** start of DOCUMENT SEGMENT **

Readers Indigestion – The Kingkiller Chronicle Day One: The Name of the Wind Part 2: The Halfway Point

So here I am, halfway through The Kingkiller Chornicle Day One for the millionth time and this is the first time I’m really going to talk about it in any detail. Getting to this point in the book has been wonderful, just such an amazing journey through the life of Kvothe up until he has been at The University for his first semester. Patrick Rothfuss has created such a great story, a great world and a mythos to match it and I am glad that I have this opportunity to share it with you all.

Please keep in mind that I am talking about the first half of the book in-depth. There ARE GOING TO BE SPOILERS from the first book.

Welcome, once again, to Readers Indigestion.

“I wrote these all by myself!”

 The Name of The Wind focuses on the live story of a man named Kvothe, that being one of the many names he has received throughout his life, a man with “…true red hair.” He has been known as the worlds greatest magician, the worlds greats musician, and one of the smartest, saviest people the have lived in The Four Corners. The book starts off at an inn in the small town of Newarre (“You are, in fact, in the middle of Newarre.” He made a dramatic sweeping gesture with one hand. “Thriving metropolis. Home to dozens.”) run by a man who calls him self Kote. One evening one of the towns folk comes into town with a giant black spider encased in a hard black shell, he says that his horse killed it after it fell on top of it, he brought the thing back into town to see if anyone had any ideas as to what it was. During the exchange Kote tries to stay in the background and not draw attention to himself, but says something that shows he may be more than he appears to be. He expertly dances around what he said and gets the attention away from himself and the even goes on without a hitch. Kote sends his worker Bast to go take care of the dead creatures corps properly (“Let me tell you what to do. Dig a pit that’s ten by two. Ash and elm and rowan too.”).

** end of DOCUMENT SEGMENT **

## GOAL
Continue the review of The Name of the Wind, picking up immediately after its final sentence.

** start of INFORMATION SHOWN **

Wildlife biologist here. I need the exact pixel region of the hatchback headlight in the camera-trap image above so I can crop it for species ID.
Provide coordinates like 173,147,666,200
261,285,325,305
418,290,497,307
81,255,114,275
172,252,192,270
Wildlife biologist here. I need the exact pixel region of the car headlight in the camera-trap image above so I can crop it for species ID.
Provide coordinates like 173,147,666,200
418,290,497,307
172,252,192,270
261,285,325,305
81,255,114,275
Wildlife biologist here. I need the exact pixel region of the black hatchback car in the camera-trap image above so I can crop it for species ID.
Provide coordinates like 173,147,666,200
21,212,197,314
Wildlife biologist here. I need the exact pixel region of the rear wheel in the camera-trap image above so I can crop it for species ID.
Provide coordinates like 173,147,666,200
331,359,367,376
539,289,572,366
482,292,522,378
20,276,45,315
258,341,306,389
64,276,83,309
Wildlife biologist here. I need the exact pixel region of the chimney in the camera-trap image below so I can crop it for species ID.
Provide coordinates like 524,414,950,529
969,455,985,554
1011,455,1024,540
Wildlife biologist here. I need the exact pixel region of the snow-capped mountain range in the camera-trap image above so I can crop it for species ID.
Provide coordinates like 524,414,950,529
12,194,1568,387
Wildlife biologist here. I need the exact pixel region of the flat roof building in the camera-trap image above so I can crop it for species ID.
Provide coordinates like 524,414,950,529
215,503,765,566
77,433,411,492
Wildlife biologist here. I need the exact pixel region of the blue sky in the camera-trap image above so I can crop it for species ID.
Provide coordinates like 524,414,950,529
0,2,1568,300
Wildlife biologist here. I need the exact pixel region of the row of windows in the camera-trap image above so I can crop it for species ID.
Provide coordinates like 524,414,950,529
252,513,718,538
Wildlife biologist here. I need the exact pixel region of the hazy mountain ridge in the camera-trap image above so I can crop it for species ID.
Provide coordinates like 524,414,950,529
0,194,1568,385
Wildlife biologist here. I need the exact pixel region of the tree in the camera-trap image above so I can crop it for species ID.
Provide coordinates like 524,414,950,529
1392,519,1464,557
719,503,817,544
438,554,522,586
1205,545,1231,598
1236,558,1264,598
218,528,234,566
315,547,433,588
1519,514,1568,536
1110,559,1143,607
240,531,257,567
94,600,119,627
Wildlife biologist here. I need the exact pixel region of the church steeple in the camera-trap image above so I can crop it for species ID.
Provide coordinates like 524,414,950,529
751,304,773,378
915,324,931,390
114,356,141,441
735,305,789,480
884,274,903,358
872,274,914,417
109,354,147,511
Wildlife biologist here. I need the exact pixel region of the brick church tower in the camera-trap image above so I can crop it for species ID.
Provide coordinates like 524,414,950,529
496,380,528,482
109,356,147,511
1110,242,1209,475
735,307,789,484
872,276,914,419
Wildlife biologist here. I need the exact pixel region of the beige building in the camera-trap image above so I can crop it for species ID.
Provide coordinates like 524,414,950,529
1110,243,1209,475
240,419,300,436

** end of INFORMATION SHOWN **

## RIGHT ANSWER
A few nights later a man named Chronicler comes across a man sitting in a shack with his back to the wall sitting by a fire, wearing a blacksmith’s apron and gloves. They talk for a while when suddenly multiple of the black spiders come running into the shack, the man takes out most of them after Chronicler gets knocked out by one of the creatures. He awakes in Kote’s Inn and quickly realizes the man who runs the Inn is really Kvothe. After some coercing, Chronicler manages to get it out of Kote that he is in fact Kvothe, who has gone into hiding from his many enemies, Bast is his learner. He then beings to tell Chronicler his life story, which he says will take him three days to tell, thus the books are The Kingkiller Chronicle Day One-Three.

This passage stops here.